Texto de origem =
Os bastidores dos divórcios corporativos – Por, Patrícia Barroso é conselheira certificada pelo IBGC e diretora na Bradha, gestão estratégica e de pessoas.

Os bastidores dos divórcios corporativos – Por, Patrícia Barroso é conselheira certificada pelo IBGC e diretora na Bradha, gestão estratégica e de pessoas.

A produção de séries e filmes nos coloca frente a realidade dos fatores que motivam o divórcio na vida conjugal. Seja na comédia, no romance ou no drama, independente do gênero, a abordagem busca referência nas dificuldades do relacionamento a dois. Nas telas os enredos exibem casos de infidelidade, discussões por diferenças culturais e de classes sociais e até mesmo a interferência das famílias no relacionamento a dois.

No ambiente empresarial, o divórcio é também uma situação que envolve questões de relações interpessoais. Mais conhecido como cisão, etimologicamente deriva do latim “scissio,onis“, com o sentido de rompimento”,  a palavra cisão é considerada uma operação societária. Segundo o Art. 229 da Lei 6.404/1976, cisão  é a operação pela qual a companhia transfere parcelas do seu patrimônio para uma ou mais sociedades constituídas para esse fim ou já existentes, extinguindo-se a companhia cindida.

Mas aqui o nosso objetivo é discorrer sobre fatores que motivam as operações de cisão em empresas de capital fechado, familiares ou não. Como profissional atuante em empresas de gestão familiar, vale a pena a discussão incluindo também demais organizações de capital fechado conceituadas como não familiares. Nesse sentido, as operações de cisão são temas abordados na literatura das dissertações de mestrado e teses de doutorado a partir de vários vieses. Aqui, neste artigo, o meu recorte pretende abordar os detalhes subjetivos que muitas vezes aparecerem listados nos famosos e não publicados capítulos dos pequenos detalhes.

Em muitos momentos presencio discordâncias societárias que podem ser classificadas a nível estratégico. Podemos elencar aqui as diferenças de visão de futuro, o perfil de risco dos sócios, o momento de vida pessoal, a capacidade de investimento e reinvestimento, a necessidade de retirada de lucros entre muitos outros fatores que inviabilizam a continuidade da sociedade. As motivações estratégicas são normalmente mais perceptíveis e, portanto, mais fáceis de serem analisadas e levadas a discussão com foco no entendimento da insustentabilidade do formato societário.

Listagem fornecida =
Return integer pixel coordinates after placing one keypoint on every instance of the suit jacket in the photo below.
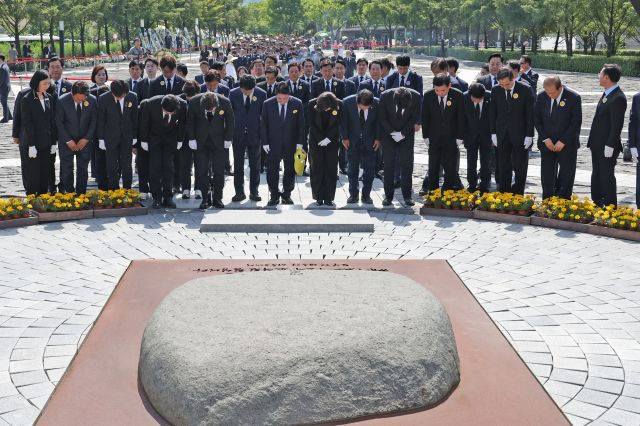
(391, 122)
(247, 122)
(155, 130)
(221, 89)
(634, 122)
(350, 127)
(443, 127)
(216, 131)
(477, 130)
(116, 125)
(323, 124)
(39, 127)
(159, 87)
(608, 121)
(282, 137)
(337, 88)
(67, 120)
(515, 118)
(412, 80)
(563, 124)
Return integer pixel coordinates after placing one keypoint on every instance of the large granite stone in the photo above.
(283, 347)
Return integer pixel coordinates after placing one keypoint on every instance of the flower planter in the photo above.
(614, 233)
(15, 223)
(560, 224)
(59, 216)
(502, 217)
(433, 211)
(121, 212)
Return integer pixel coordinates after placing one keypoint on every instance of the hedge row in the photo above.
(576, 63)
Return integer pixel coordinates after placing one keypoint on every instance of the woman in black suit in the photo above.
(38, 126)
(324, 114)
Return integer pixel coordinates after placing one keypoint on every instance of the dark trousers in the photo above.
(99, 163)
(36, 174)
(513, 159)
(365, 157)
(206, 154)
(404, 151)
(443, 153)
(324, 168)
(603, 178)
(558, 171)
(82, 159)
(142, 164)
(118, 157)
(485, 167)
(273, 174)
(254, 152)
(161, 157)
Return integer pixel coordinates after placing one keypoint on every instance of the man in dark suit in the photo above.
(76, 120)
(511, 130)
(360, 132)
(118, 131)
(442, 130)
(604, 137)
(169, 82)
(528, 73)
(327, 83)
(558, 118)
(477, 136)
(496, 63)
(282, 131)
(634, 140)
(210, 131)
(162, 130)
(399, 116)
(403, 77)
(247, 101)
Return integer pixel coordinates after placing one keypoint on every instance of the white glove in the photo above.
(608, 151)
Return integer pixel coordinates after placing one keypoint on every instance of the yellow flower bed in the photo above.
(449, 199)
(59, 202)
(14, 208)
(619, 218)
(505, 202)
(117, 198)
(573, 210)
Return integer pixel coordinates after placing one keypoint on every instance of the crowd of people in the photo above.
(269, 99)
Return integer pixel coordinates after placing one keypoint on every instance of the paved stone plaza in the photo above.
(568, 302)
--
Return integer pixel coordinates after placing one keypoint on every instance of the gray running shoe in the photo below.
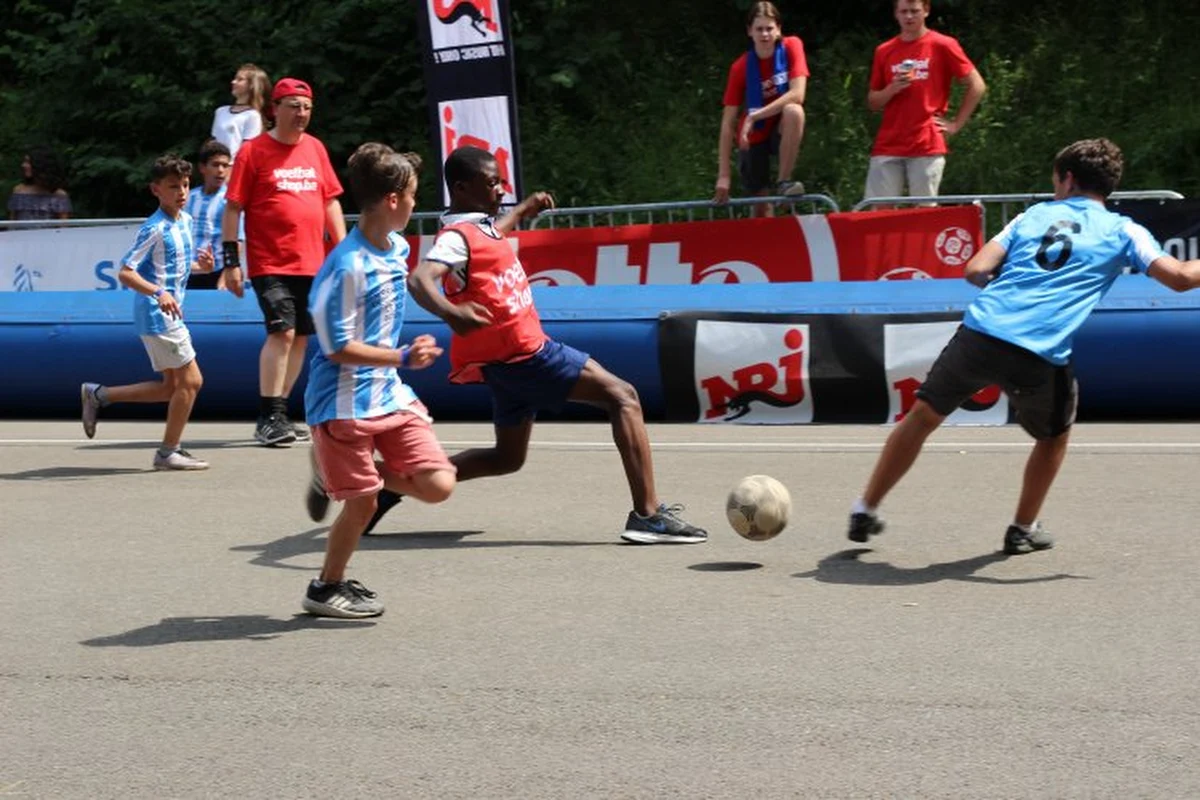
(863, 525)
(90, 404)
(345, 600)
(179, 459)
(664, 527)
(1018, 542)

O que fazer =
1) Reproduza o trecho do texto sobre divórcios corporativos que vai de "Em muitos momentos" até "do formato societário.", trocando "sócios" por "acionistas".
2) Segundo o texto sobre divórcios corporativos, qual artigo de qual lei define a cisão?
3) Diga se cada afirmação abaixo está de acordo com o texto sobre divórcios corporativos. (a) Patrícia Barroso é diretora na Bradha. (b) A discussão se limita às empresas familiares. (c) As motivações estratégicas são as mais difíceis de analisar.

Respostas das tarefas =
1)
Em muitos momentos presencio discordâncias societárias que podem ser classificadas a nível estratégico. Podemos elencar aqui as diferenças de visão de futuro, o perfil de risco dos acionistas, o momento de vida pessoal, a capacidade de investimento e reinvestimento, a necessidade de retirada de lucros entre muitos outros fatores que inviabilizam a continuidade da sociedade. As motivações estratégicas são normalmente mais perceptíveis e, portanto, mais fáceis de serem analisadas e levadas a discussão com foco no entendimento da insustentabilidade do formato societário.

2) O Art. 229 da Lei 6.404/1976.

3)
(a) Sim: "diretora na Bradha, gestão estratégica e de pessoas".
(b) Não: "incluindo também demais organizações de capital fechado conceituadas como não familiares".
(c) Não: "mais fáceis de serem analisadas".